(Labeled region records)
※

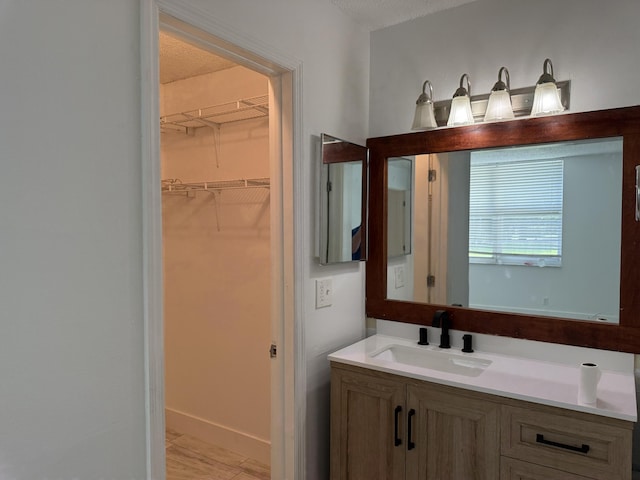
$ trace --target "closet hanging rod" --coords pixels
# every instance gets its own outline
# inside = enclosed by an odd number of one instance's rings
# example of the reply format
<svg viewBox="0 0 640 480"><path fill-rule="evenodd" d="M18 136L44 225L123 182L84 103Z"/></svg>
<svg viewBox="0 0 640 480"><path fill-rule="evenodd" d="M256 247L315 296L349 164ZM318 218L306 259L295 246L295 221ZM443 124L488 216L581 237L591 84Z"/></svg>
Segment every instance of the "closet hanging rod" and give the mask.
<svg viewBox="0 0 640 480"><path fill-rule="evenodd" d="M191 191L239 190L247 188L269 188L269 178L247 178L240 180L218 180L213 182L183 183L178 178L162 180L162 191L184 193Z"/></svg>

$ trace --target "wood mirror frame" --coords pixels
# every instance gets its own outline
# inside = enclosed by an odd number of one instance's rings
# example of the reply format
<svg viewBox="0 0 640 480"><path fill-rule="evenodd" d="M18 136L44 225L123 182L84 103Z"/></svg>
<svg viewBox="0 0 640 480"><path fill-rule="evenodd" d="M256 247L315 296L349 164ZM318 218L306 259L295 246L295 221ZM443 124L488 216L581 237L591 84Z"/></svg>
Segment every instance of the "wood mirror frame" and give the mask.
<svg viewBox="0 0 640 480"><path fill-rule="evenodd" d="M619 324L387 299L387 158L609 137L623 138ZM368 317L430 326L435 311L446 309L455 330L640 353L640 222L635 219L640 106L370 138L367 147Z"/></svg>

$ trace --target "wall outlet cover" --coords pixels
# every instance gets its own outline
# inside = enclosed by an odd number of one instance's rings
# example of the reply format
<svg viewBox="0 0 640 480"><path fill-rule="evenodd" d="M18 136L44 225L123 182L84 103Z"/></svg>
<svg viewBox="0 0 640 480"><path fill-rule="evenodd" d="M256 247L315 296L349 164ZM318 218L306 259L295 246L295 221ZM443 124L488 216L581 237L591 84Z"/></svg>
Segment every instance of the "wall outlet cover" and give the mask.
<svg viewBox="0 0 640 480"><path fill-rule="evenodd" d="M333 279L316 280L316 308L330 307L333 303Z"/></svg>

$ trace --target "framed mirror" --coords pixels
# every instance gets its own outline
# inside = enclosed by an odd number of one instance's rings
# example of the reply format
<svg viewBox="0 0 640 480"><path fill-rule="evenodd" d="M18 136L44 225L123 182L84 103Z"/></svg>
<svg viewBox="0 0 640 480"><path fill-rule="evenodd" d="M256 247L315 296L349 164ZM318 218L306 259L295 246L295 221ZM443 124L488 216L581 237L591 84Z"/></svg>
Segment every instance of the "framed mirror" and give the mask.
<svg viewBox="0 0 640 480"><path fill-rule="evenodd" d="M320 167L320 264L367 258L367 148L323 133Z"/></svg>
<svg viewBox="0 0 640 480"><path fill-rule="evenodd" d="M387 255L411 253L413 166L407 158L390 158L387 181Z"/></svg>
<svg viewBox="0 0 640 480"><path fill-rule="evenodd" d="M454 329L637 353L639 136L628 107L369 139L367 315L430 325L447 309ZM403 261L388 250L398 157L414 190Z"/></svg>

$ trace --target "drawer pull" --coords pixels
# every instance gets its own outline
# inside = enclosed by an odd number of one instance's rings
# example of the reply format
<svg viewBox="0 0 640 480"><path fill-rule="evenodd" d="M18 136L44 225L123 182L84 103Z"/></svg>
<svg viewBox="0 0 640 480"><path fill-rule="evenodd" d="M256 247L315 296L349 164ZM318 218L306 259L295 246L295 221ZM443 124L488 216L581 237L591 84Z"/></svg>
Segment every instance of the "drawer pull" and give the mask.
<svg viewBox="0 0 640 480"><path fill-rule="evenodd" d="M398 417L400 416L400 412L402 412L402 407L398 405L394 412L395 425L393 428L393 436L394 436L393 443L396 447L402 444L402 439L398 436L398 423L399 423Z"/></svg>
<svg viewBox="0 0 640 480"><path fill-rule="evenodd" d="M536 442L543 445L549 445L551 447L564 448L565 450L571 450L572 452L588 453L589 445L583 443L581 447L574 447L573 445L567 445L566 443L552 442L551 440L545 440L544 435L541 433L536 434Z"/></svg>
<svg viewBox="0 0 640 480"><path fill-rule="evenodd" d="M413 450L416 448L416 444L411 440L411 424L413 423L413 416L416 414L416 411L412 408L409 410L408 421L407 421L407 450Z"/></svg>

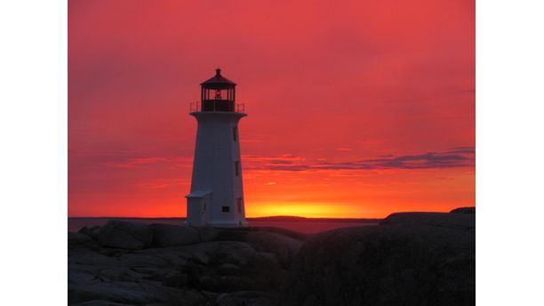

※

▶ [Given problem] In the rows, from the beginning through the line that contains "324L387 299L387 158L609", switch every "outline" to "contour" and give those lines back with nothing else altered. Omit the pictures from the answer.

▶ [Result]
$ trace --target "closet hanging rod" --coords pixels
# every instance gets its own contour
# inside = enclosed by an odd number of one instance's rings
# example of the reply format
<svg viewBox="0 0 640 480"><path fill-rule="evenodd" d="M18 136L44 225L123 182L84 103Z"/></svg>
<svg viewBox="0 0 640 480"><path fill-rule="evenodd" d="M256 247L315 296L349 164ZM318 218L306 259L295 246L295 221ZM443 124L488 216L581 237L591 84Z"/></svg>
Segment every instance of the "closet hanging rod" and give the mask.
<svg viewBox="0 0 640 480"><path fill-rule="evenodd" d="M191 191L239 190L247 188L269 188L269 178L247 178L240 180L218 180L213 182L183 183L178 178L162 180L162 191L184 193Z"/></svg>

$ trace --target "wood mirror frame" --coords pixels
# every instance gets its own contour
# inside = enclosed by an odd number of one instance's rings
# example of the reply format
<svg viewBox="0 0 640 480"><path fill-rule="evenodd" d="M18 136L44 225L123 182L84 103Z"/></svg>
<svg viewBox="0 0 640 480"><path fill-rule="evenodd" d="M256 247L315 296L349 164ZM318 218L306 259L295 246L295 221ZM443 124L488 216L581 237L591 84Z"/></svg>
Segment every instance of the "wood mirror frame" and give the mask.
<svg viewBox="0 0 640 480"><path fill-rule="evenodd" d="M619 324L387 299L387 158L609 137L623 138ZM368 317L430 326L435 311L446 309L455 330L640 353L640 222L635 219L640 106L370 138L367 147Z"/></svg>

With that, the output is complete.